- **WHAT YOU WILL DO**:
Which rows below contain the word "person"? Pick out each one and copy it in full.

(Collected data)
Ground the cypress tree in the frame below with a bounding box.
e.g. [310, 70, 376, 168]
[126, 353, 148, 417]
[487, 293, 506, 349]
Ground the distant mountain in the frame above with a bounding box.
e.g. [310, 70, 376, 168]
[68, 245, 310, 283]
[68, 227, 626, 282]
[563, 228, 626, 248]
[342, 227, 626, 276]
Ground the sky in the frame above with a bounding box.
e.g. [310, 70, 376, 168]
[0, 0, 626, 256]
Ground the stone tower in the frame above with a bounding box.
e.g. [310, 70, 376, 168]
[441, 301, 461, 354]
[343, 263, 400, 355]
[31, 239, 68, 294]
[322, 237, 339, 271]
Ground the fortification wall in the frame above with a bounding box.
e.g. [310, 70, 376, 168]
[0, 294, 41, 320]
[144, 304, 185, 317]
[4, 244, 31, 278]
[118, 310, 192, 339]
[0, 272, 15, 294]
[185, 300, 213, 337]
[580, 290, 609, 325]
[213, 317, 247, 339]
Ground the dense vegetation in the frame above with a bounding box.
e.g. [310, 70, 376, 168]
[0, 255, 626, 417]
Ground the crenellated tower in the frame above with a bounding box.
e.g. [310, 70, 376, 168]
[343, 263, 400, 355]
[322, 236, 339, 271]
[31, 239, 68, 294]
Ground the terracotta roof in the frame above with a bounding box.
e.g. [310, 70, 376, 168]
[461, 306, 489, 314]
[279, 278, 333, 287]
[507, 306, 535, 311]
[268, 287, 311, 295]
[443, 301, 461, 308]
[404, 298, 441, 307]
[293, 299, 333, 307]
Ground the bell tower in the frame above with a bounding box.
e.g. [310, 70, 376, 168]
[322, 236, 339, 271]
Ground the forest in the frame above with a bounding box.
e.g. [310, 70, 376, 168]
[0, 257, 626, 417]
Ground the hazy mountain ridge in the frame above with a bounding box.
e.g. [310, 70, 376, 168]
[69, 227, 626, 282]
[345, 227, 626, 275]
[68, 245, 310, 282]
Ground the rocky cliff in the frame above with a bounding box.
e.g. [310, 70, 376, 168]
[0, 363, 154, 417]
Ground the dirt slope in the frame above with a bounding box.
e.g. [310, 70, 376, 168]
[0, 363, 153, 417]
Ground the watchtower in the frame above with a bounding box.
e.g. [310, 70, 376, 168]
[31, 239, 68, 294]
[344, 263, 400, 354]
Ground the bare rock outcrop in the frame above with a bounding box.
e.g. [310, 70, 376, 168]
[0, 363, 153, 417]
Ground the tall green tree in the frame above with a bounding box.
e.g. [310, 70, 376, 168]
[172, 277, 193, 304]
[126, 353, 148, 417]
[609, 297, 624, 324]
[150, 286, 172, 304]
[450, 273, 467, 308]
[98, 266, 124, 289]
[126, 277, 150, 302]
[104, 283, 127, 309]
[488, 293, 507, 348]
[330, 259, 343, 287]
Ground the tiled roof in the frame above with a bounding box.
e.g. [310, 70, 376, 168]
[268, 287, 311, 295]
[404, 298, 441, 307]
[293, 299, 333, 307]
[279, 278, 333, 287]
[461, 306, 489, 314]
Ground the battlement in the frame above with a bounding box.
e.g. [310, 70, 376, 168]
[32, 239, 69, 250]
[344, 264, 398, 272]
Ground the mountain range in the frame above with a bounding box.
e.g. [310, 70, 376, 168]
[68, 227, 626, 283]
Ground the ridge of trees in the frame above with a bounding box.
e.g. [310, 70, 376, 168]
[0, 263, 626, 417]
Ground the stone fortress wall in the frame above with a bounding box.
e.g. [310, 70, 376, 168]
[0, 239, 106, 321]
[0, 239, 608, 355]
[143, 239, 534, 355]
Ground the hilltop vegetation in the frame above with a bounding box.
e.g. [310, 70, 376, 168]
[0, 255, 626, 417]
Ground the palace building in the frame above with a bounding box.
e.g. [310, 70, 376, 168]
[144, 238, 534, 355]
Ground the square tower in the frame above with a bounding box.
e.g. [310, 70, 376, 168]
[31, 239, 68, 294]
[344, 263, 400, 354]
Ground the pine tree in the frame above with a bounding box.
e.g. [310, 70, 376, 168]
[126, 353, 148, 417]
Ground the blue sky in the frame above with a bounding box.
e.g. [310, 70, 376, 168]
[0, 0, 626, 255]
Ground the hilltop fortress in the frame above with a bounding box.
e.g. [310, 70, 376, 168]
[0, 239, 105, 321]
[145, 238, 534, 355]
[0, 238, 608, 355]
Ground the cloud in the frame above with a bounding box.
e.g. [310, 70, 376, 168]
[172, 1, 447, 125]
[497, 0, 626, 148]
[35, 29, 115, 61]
* * *
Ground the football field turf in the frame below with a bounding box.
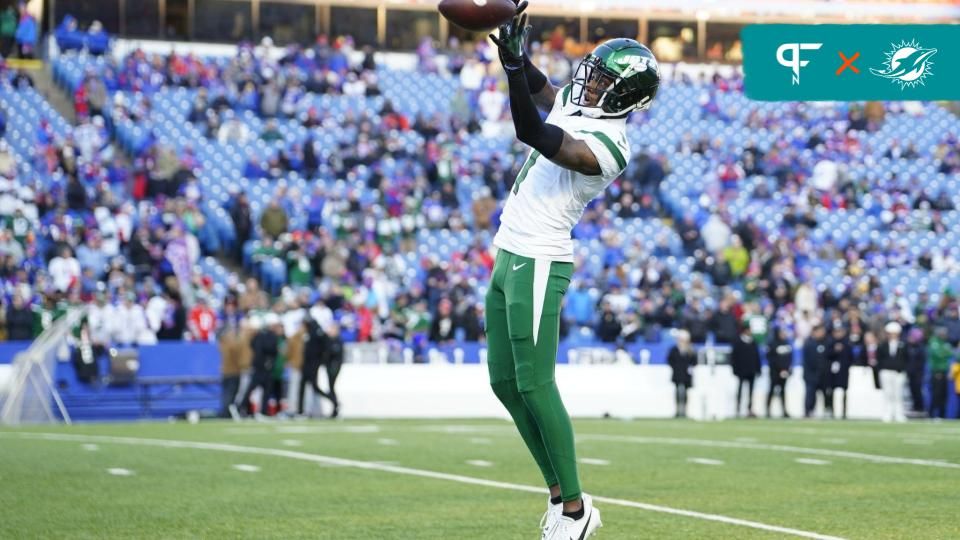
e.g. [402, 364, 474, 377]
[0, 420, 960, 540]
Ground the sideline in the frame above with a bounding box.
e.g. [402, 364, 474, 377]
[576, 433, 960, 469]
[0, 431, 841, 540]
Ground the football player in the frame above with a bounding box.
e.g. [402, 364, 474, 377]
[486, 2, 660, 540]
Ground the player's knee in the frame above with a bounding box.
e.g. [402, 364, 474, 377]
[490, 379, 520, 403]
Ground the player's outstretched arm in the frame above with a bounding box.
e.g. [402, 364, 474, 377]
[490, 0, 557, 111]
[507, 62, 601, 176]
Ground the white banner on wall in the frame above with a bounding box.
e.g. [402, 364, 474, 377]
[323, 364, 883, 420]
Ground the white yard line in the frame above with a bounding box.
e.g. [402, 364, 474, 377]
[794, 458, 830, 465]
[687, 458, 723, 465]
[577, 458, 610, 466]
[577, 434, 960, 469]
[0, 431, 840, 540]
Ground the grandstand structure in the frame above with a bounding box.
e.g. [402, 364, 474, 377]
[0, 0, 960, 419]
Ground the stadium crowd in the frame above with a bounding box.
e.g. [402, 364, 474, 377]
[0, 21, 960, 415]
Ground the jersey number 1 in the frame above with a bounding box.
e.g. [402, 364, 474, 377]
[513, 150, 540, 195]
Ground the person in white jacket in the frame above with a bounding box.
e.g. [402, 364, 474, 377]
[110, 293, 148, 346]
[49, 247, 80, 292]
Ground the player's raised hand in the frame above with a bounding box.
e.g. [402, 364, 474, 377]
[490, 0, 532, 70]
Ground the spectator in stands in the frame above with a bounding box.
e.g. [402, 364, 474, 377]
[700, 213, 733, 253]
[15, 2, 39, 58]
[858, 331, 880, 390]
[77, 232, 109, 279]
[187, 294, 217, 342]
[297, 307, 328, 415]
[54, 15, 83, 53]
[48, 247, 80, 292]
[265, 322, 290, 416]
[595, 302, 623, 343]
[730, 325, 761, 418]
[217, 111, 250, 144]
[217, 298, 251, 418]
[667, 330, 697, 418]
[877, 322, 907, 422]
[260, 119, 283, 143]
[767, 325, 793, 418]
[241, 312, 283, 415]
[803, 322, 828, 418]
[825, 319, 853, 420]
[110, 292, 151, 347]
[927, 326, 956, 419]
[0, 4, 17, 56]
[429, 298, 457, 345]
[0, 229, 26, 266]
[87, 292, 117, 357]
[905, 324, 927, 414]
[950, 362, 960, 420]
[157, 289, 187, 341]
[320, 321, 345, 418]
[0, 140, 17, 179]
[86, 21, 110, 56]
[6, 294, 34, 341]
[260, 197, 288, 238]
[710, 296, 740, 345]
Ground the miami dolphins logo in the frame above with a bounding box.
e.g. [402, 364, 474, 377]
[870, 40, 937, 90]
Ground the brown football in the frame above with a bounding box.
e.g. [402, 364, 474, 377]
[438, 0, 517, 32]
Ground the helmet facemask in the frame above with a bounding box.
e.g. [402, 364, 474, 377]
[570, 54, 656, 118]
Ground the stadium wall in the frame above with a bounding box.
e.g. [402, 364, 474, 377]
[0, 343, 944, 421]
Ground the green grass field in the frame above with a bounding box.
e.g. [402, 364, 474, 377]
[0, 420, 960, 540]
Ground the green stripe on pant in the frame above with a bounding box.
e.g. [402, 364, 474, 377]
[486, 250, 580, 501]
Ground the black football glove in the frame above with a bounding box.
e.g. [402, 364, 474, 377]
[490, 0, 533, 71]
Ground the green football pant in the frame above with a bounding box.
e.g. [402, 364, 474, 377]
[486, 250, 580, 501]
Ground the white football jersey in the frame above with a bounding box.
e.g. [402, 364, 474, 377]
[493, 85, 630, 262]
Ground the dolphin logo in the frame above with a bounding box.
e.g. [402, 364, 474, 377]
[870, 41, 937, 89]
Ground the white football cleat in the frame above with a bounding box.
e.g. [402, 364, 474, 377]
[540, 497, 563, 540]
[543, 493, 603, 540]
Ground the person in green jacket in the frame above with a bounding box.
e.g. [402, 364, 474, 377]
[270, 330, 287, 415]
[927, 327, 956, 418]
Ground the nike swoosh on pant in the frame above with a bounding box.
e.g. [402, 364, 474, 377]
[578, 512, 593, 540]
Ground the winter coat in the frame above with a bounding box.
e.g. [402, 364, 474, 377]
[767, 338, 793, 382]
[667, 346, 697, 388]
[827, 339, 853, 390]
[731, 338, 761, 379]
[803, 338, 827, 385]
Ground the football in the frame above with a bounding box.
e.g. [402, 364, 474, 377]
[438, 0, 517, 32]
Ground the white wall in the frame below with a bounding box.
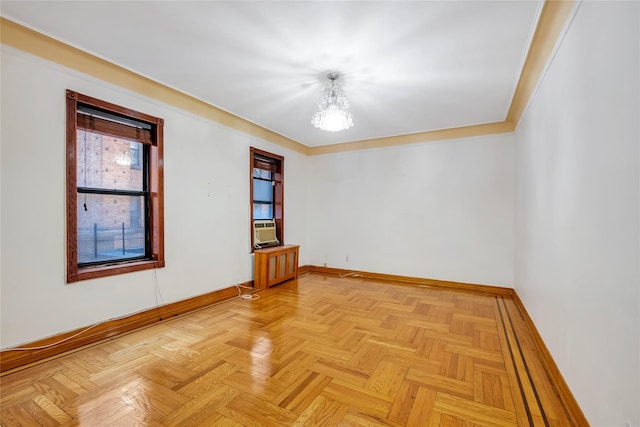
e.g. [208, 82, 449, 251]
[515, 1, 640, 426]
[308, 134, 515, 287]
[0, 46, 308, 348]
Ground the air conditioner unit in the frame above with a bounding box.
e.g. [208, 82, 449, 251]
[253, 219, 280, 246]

- **CORRECT RESULT**:
Ground the person in white jacket in the frame above with a bounding box.
Ground the person in green jacket in the frame above with a bounding box.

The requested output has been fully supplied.